Problem requirements:
Copy all of the following records word for word, without changing anything.
■ ■ ■ ■
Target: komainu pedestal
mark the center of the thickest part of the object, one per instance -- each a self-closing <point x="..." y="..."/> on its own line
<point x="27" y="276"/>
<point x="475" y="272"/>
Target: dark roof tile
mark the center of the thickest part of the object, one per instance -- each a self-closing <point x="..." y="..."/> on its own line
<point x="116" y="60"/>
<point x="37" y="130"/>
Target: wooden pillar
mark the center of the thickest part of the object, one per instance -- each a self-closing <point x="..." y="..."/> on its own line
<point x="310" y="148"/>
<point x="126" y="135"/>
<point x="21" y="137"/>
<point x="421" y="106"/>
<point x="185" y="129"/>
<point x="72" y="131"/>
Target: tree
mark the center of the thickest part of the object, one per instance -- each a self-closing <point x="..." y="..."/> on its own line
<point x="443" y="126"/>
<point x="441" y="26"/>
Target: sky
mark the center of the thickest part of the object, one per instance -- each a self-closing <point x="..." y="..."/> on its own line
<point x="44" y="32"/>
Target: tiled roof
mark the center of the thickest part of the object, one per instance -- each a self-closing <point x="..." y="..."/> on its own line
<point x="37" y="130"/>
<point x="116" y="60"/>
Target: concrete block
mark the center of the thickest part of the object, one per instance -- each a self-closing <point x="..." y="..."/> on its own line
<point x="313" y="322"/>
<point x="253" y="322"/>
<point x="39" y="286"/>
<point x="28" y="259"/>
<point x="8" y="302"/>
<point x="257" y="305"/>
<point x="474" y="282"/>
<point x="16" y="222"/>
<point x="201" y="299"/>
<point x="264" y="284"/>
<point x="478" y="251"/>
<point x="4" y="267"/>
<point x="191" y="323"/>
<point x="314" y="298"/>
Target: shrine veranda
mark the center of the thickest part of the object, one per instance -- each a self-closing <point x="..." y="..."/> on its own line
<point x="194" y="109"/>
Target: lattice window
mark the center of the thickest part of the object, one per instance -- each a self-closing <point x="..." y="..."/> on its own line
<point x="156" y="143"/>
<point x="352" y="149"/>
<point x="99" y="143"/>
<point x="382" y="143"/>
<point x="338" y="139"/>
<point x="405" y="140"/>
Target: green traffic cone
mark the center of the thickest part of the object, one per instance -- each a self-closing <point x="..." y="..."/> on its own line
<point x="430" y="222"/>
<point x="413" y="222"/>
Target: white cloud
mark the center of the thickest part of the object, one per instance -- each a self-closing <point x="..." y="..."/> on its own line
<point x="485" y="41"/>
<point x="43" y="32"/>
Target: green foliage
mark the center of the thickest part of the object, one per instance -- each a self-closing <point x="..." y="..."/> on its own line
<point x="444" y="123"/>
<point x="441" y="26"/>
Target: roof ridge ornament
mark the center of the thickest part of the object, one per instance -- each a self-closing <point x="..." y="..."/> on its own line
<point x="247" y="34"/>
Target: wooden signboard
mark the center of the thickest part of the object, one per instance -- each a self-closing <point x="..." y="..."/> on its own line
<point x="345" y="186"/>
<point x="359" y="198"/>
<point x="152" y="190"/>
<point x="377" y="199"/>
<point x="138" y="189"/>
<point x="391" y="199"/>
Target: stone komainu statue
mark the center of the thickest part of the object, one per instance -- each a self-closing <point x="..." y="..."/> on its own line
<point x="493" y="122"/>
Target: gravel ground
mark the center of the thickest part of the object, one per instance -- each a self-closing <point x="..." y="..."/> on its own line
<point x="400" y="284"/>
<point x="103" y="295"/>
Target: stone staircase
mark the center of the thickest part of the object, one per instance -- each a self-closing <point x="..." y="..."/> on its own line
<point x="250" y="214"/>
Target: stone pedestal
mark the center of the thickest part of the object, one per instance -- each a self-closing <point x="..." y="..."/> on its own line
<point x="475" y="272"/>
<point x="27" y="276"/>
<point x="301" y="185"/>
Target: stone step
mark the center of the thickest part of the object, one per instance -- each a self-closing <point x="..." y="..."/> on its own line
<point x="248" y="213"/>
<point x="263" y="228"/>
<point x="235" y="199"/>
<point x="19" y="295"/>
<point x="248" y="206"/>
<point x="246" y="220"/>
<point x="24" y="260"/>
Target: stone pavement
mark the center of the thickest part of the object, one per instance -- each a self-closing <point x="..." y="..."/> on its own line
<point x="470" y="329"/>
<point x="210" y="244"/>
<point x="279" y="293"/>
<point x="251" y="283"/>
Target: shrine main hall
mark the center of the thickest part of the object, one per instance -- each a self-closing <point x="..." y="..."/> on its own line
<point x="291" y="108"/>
■ ■ ■ ■
Solution below:
Target: komainu pedestal
mark the center of the thickest part of the object, one per instance -- each a self-closing <point x="..." y="..."/> on its own line
<point x="27" y="276"/>
<point x="475" y="272"/>
Target: dark roof tile
mark the center of the thickest part of the object, one per instance -- each a self-closing <point x="..." y="..."/> on its own line
<point x="116" y="60"/>
<point x="37" y="130"/>
Target: wooden pillar
mark the center of the thickest part of the object, one per instance -- each a self-closing <point x="..." y="..."/> on its own line
<point x="310" y="148"/>
<point x="126" y="135"/>
<point x="21" y="137"/>
<point x="421" y="106"/>
<point x="185" y="129"/>
<point x="72" y="131"/>
Target: tree
mark the center of the thickest part of the object, one per instance -- each a self-closing <point x="..." y="..."/> on its own line
<point x="443" y="126"/>
<point x="441" y="26"/>
Target: sky
mark the center of the thickest part of the object, one per instance -- each a self-closing <point x="..." y="..."/> on its own line
<point x="44" y="32"/>
Target: tiled roof
mark the center of the thickest part of the object, one per instance -- each a self-closing <point x="..." y="..."/> on its own line
<point x="37" y="130"/>
<point x="116" y="60"/>
Target: concrete block
mark the center of the thickest part of the object, one per instance -- each a self-closing <point x="..." y="..."/> on its own line
<point x="313" y="322"/>
<point x="253" y="322"/>
<point x="39" y="286"/>
<point x="28" y="259"/>
<point x="8" y="302"/>
<point x="257" y="305"/>
<point x="474" y="282"/>
<point x="16" y="222"/>
<point x="201" y="299"/>
<point x="264" y="284"/>
<point x="478" y="251"/>
<point x="4" y="267"/>
<point x="191" y="323"/>
<point x="314" y="298"/>
Target: shrine veranda
mark the center of the thickest part of the object, one per instance -- each a self-closing <point x="..." y="..."/> on its own line
<point x="194" y="109"/>
Target: lattice window
mark the center of the thickest part of the object, one per instance -- each a self-closing <point x="..." y="..."/> on its own line
<point x="156" y="143"/>
<point x="352" y="149"/>
<point x="99" y="143"/>
<point x="382" y="143"/>
<point x="338" y="139"/>
<point x="405" y="140"/>
Target: green traffic cone
mark the center of the thickest part of the object, one per instance -- each a self-closing <point x="..." y="..."/> on its own line
<point x="430" y="222"/>
<point x="413" y="222"/>
Target: white cloud
mark the center of the thickest part of the object, one per instance -- each a self-closing <point x="..." y="..."/> on its own line
<point x="485" y="41"/>
<point x="43" y="32"/>
Target: green foliage
mark the center of the thickest part of the object, one per instance -- each a self-closing <point x="..." y="..."/> on its own line
<point x="444" y="123"/>
<point x="441" y="26"/>
Target: roof ridge ornament
mark the center of the thickest part of the object, one per instance -- each a self-closing <point x="..." y="..."/> on its own line
<point x="247" y="34"/>
Target: wooden signboard
mark the center of the thickest part of the object, one per instance -- each a self-closing <point x="..." y="..."/> on its own line
<point x="345" y="186"/>
<point x="359" y="198"/>
<point x="152" y="190"/>
<point x="377" y="199"/>
<point x="138" y="189"/>
<point x="391" y="199"/>
Target: stone komainu statue
mark the center of the thickest part of the object, one per instance -- each a self-closing <point x="..." y="..."/> on its own line
<point x="493" y="122"/>
Target: gravel ground
mark the center of the thickest part of the object, one per instance -- each a self-closing <point x="..." y="..."/> on its own line
<point x="400" y="284"/>
<point x="103" y="295"/>
Target: stone staircase
mark the center of the thickest part of the object, one per instance -- each a self-closing <point x="..." y="..."/> on its own line
<point x="250" y="214"/>
Target: stone pedestal
mark the center of the thickest part of the object, one per instance -- each a self-closing <point x="..." y="..."/> on its own line
<point x="475" y="272"/>
<point x="27" y="276"/>
<point x="301" y="185"/>
Target: stone step
mark the center of the thickest part of the object, one per instance -- each a self-closing <point x="..." y="..."/> on its own line
<point x="248" y="213"/>
<point x="263" y="228"/>
<point x="235" y="199"/>
<point x="19" y="295"/>
<point x="248" y="206"/>
<point x="246" y="220"/>
<point x="24" y="260"/>
Target: stone pavement
mark the center of the thickest part of the object, one per instance -- each a self-closing <point x="..." y="..."/> on its own line
<point x="470" y="329"/>
<point x="210" y="244"/>
<point x="279" y="293"/>
<point x="251" y="283"/>
Target: shrine main hall
mark the center of the thickest part of the object, one per instance -- each a self-closing <point x="..." y="..."/> on its own line
<point x="291" y="108"/>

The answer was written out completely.